**Extrait de page:**
+ + + + +

Une chose est sûre, c’est que parmi les bienfaits de ce journal de bord il y a l’obligation d’une discipline personnelle. La question « qu’est-ce que je vais écrire dans le blogue ?» enchaînée à la question « qu’est-ce qui s’est passé depuis la dernière entrée ?» forme rapidement, à la cheville du blogueur, un boulet qui s’alourdit à mesure que les jours passent. Il s’en est tellement passé des choses que je ne pourrai jamais synthétiser toutes les avancées, les doutes et les misères, les idées et le travail sur le chantier ; le chaos ne peut être décrit et il est sûr qu’en essayant de l’ordonner on le dénature considérablement. Outre l’exhibitionnisme et le narcissisme du phénomène (Bernard Émond parlerait de la déplorable idéologie de « l’expression personnelle ») le blogue sent la mise en scène et le spectacle. Le blogueur est un quêteux qui, par peur d’écrire tout seul dans son cahier, mendie des regards, même abstraits et peu nombreux. Où il y a regard, il y a jeux de rôle, il y a comédien. La vie est un théâtre. Les situations sociales sont souvent des scénarios et des canevas dans lesquels chacun est poussé à jouer un rôle. Plus la mise en scène est précise, plus la situation est claire, plus le jeu est juste : le ton et les gestes du serveur par exemple, sont dictés par toute une série d’indications scéniques non dites ; apprendre le métier de serveur c’est apprendre à intérioriser ces indications.

Parlant de Jean-Paul Sartre, qui a beaucoup dit sur tout cela (c’est lui qui parle du serveur), nous ne pouvons passer outre cette délicieuse citation qui fait un clin d’œil à La nausée.


Betsi Larousse ou l'ineffable eccéité de la loutre, de Louis Hamelin.


Un roman que nous n’aurions jamais lu, si ce n’était de cette recherche et de ce blogue. Belle découverte.

Après un silence, j’ai demandé :
- Alors qu’est-ce que c’est que ce mot : eccéité ?
- Le fait d’être ici ou là, Marc. S’incarner. Si on est là-bas, y être, et si on est ici, y être aussi. C’est la chose la plus importante sauf que c’est de plus en plus rare.
- Ah oui ?
- J’ai vu une loutre, un hiver, sur un lac gelé. Elle est sortie d’un trou dans la glace et s’est roulée dans la neige pour se sécher, ensuite elle m’a regardé et j’ai figé. Je ne bougeais plus. Elle fixait la réalité avec une densité extraordinaire. Je croyais enfin comprendre ce que voulait dire le mot présence, Marc. Quel est ce mot qui veut dire justement qu’il n’y a pas de mot ? Ineffable, voilà. L’ineffable eccéité de cette loutre. Cette loutre a été ma racine de marronier. J'ai eu l'impression d'assister, à travers elle, au dévoilement de l'être, je voulais exister d'une manière aussi brutale et parfaite que la loutre.

+ + + + +

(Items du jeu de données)
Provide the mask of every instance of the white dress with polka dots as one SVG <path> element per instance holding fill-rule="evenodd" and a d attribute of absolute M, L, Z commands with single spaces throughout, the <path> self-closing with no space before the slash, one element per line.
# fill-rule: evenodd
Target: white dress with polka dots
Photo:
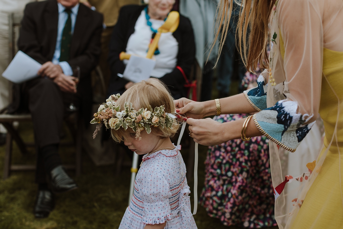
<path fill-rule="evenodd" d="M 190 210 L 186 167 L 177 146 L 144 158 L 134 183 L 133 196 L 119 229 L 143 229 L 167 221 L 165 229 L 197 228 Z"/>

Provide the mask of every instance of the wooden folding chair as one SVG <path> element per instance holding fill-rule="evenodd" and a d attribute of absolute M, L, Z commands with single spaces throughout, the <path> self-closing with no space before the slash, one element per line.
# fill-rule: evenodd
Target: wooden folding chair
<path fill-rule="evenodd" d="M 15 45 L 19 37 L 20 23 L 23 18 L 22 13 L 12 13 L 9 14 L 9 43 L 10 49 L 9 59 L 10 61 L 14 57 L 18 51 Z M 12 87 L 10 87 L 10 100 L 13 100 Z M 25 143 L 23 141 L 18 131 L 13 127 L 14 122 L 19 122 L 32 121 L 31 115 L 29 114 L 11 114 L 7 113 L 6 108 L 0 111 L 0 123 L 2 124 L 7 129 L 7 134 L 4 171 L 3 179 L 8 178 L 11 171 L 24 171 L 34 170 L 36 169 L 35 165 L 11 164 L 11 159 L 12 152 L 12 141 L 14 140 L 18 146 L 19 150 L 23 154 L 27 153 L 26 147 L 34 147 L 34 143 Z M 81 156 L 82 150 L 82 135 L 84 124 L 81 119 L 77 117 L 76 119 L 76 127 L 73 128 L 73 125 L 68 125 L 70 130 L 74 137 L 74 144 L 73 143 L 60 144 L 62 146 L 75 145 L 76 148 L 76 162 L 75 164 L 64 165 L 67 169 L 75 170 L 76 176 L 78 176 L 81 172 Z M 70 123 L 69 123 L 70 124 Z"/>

+ + + + +

**Consigne:**
Recopiez, dans l'extrait sur le blogue, tout le passage qui va de « - Le fait d’être » jusqu'à « en plus rare. ».

**Corrigé:**
- Le fait d’être ici ou là, Marc. S’incarner. Si on est là-bas, y être, et si on est ici, y être aussi. C’est la chose la plus importante sauf que c’est de plus en plus rare.